Page excerpt:
· · · · ·
Introduction

The Food and Agriculture Organization of the United Nations (FAO), in unison with its member countries and development partners, leads efforts aimed at achieving a world free from hunger as committed to in the 2030 Agenda. However, the abolishment of hunger and hidden hunger caused by malnutrition requires that 60% more food will be produced over the next four decades to feed an ever-increasing population. This is a daunting challenge. The difficulties are exacerbated by the confluence of climate change, socioeconomic pressures and the inelasticity of natural resources, especially arable land and water resources. There is, nonetheless, a unanimity of opinion that the significantly more food that is required must be produced largely through enhanced productivities, i.e. attaining higher yields per unit of external inputs. Universally viable solutions must therefore include the transition to the Sustainable Intensification of Crop Production Systems, or Save and Grow, whereby ecosystem services are harnessed to complement external inputs. Potato, with an annual global production in excess of 370 million metric tons, is the third most important crop and therefore critical to this quest of abolishing hunger sustainably within a generation.
· · · · ·
Task list:
a) In the FAO introduction, how much more food must be produced over the next four decades?
b) Please carry on the FAO introduction past its final sentence.
· · · · ·
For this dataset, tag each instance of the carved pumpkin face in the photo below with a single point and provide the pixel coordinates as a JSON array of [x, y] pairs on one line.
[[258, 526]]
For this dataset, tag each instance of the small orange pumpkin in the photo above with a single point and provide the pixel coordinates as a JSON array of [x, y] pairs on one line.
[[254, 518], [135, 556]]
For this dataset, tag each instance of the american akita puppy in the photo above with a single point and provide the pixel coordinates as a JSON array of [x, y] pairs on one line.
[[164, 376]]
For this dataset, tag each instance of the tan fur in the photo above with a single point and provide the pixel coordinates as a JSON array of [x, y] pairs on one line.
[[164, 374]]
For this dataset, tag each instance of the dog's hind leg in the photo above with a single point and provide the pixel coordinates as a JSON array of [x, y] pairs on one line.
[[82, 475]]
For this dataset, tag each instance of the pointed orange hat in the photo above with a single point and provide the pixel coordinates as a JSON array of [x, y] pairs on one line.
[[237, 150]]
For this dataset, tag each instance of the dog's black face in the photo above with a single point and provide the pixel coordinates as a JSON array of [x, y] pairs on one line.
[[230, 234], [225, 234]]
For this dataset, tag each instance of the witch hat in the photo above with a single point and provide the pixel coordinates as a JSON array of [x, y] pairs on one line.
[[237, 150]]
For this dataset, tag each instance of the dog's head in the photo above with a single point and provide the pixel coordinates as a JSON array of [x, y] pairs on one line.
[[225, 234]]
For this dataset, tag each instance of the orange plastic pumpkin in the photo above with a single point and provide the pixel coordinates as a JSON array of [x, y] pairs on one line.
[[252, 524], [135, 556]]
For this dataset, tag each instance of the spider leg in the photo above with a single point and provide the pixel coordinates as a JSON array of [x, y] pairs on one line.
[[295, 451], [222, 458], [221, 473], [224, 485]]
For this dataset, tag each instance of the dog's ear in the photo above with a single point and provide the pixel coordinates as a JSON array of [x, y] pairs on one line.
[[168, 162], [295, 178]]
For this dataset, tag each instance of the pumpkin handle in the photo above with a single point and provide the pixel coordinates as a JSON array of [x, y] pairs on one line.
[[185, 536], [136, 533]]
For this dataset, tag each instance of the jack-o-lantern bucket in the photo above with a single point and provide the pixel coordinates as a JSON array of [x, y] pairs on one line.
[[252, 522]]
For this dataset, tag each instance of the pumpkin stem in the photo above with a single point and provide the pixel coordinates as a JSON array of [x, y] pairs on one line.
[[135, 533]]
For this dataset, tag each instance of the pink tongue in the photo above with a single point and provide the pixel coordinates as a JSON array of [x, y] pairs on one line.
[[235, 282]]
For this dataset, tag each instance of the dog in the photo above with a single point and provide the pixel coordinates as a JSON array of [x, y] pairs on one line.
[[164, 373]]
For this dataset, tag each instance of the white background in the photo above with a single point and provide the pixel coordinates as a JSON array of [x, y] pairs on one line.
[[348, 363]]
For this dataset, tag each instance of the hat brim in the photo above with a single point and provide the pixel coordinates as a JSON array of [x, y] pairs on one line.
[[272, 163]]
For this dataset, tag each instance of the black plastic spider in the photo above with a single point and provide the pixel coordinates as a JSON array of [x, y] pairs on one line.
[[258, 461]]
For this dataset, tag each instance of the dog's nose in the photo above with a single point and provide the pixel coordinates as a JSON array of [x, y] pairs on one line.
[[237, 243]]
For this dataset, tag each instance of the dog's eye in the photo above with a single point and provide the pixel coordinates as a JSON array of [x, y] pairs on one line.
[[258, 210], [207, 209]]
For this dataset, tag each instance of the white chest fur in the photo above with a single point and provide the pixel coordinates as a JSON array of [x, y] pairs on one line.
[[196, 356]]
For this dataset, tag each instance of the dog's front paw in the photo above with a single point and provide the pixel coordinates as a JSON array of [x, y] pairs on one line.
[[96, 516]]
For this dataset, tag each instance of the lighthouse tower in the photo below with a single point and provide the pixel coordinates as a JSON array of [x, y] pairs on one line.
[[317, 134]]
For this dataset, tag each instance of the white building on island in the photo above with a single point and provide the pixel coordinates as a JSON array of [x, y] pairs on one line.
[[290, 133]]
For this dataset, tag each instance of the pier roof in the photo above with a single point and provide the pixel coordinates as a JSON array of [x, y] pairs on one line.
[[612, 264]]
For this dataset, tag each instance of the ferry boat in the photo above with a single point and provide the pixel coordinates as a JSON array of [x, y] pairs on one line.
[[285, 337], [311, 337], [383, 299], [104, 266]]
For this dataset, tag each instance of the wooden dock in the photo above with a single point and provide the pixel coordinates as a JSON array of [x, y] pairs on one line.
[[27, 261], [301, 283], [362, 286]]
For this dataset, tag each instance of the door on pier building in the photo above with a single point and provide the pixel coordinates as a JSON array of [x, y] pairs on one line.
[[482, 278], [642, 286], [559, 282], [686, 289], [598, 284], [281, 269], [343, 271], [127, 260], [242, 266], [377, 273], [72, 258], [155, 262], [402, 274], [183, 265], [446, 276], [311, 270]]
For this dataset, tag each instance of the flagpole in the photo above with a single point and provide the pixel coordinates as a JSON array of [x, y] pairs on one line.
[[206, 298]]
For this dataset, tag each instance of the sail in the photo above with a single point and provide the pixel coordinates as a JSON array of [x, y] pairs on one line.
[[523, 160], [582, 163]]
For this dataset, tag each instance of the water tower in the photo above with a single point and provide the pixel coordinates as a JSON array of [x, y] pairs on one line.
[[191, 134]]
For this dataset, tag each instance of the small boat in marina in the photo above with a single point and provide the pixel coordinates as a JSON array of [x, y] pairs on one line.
· · · · ·
Results:
a) 60% more food.

b)
Development and Conclusion

A major outcome of the 2008 United Nations International Year of Potato was the revalidation of the vital importance of potato to global food systems and nutrition. Furthermore, the International Year, by identifying potato as a ‘food of the future’, also underscored the potentials for the increased cultivation of the crop, especially in developing countries where the vast majority of the food insecure and malnourished live. Potato is therefore an extremely useful crop for the quest to “end hunger, achieve food security and improved nutrition and promote sustainable agriculture” and the other Sustainable Development Goals by 2030. The extremely rich genetic diversity of potato can contribute to the achievements of agricultural production systems that both harness and support biodiversity; this genetic diversity can also aid countries in achieving their commitments to the Paris Climate Agreement and in deriving the most benefit from the Decade of Action on Nutrition which is running from 2016 to 2025. Great progress is being made with an FAO-implemented project which is funded by the European Commission to strengthen the crop’s value chain in sub-Saharan Africa. This is a region of the world where a recalcitrant food insecurity and malnutrition remain endemic. At the same time, this region is forecasted to be the most vulnerable to the vagaries of climate change. A major issue in sub-Saharan Africa is the farmers’ sub-optimal access to potato planting materials. This is a major constraint to an effective market-oriented value chain for the crop. Public-private partnerships and other forms of multi-stakeholder approaches are extremely important for addressing this and other critical constraints to realising the full potentials of potato, particularly in sub-Saharan Africa where the potentials for the crop’s growth are enormous.